Under the Unified Screening Mechanism, the UNHCR ceased separately screening asylum claims in Hong Kong, with all claims instead processed by local authorities. Claims rejected by the Immigration Department may be appealed through the courts. Unlike in many other jurisdictions, successful claimants in Hong Kong are not granted permanent residence or refugee status, but are protected only from removal under the principle of non-refoulement.

The introduction of the Unified Screening Mechanism contributed to another sharp rise in claims. Between 2014 and 2015, applications increased by approximately 70% as torture and persecution claims were consolidated into a single process.

===Government response and contemporary policy===
By the late 2010s and early 2020s, officials increasingly argued that many claimants were abusing the non-refoulement system to prolong their stay in Hong Kong through lengthy legal procedures rather than seeking genuine protection. Government officials frequently described a large proportion of claimants as economic migrants exploiting Hong Kong's liberal visa regime and judicial system. From late 2009 through June 2025, the substantiation rate for non-refoulement claims was 1.13%, with the Immigration Department substantiating only 366 claims out of 32,421 determined cases.

GIVEN DATA:
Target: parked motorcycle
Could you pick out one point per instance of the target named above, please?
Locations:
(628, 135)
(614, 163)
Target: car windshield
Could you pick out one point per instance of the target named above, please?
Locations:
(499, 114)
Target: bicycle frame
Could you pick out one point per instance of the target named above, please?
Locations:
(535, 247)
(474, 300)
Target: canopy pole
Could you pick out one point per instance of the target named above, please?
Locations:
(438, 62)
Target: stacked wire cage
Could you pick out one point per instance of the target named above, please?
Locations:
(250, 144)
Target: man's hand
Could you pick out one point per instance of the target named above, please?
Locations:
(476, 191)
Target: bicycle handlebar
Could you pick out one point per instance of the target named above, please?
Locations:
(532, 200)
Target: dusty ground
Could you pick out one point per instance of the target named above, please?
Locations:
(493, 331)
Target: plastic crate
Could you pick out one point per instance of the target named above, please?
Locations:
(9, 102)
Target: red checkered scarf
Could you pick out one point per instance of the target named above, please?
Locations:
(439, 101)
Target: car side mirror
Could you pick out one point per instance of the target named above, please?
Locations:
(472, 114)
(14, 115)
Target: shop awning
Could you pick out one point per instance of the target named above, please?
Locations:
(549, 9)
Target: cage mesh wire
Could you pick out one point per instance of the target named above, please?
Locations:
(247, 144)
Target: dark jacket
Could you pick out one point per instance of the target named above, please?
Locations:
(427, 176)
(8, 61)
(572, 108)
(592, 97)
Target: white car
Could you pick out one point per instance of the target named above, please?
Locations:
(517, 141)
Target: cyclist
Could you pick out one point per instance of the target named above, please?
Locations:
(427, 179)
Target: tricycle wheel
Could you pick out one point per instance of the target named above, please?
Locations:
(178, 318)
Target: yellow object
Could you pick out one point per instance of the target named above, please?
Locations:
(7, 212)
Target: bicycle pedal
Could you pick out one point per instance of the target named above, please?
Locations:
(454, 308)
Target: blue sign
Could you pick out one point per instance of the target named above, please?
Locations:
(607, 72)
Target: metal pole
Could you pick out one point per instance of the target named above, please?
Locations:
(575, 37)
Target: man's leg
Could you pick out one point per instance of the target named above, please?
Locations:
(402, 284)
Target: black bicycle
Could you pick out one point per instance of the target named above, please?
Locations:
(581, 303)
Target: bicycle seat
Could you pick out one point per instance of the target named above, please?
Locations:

ABOUT THIS EXERCISE: According to the text on Hong Kong's asylum system, what protection do successful claimants receive? These entries were taken from a different source than the text.

EXPECTED ANSWER: They are protected only from removal under the principle of non-refoulement, not granted permanent residence or refugee status.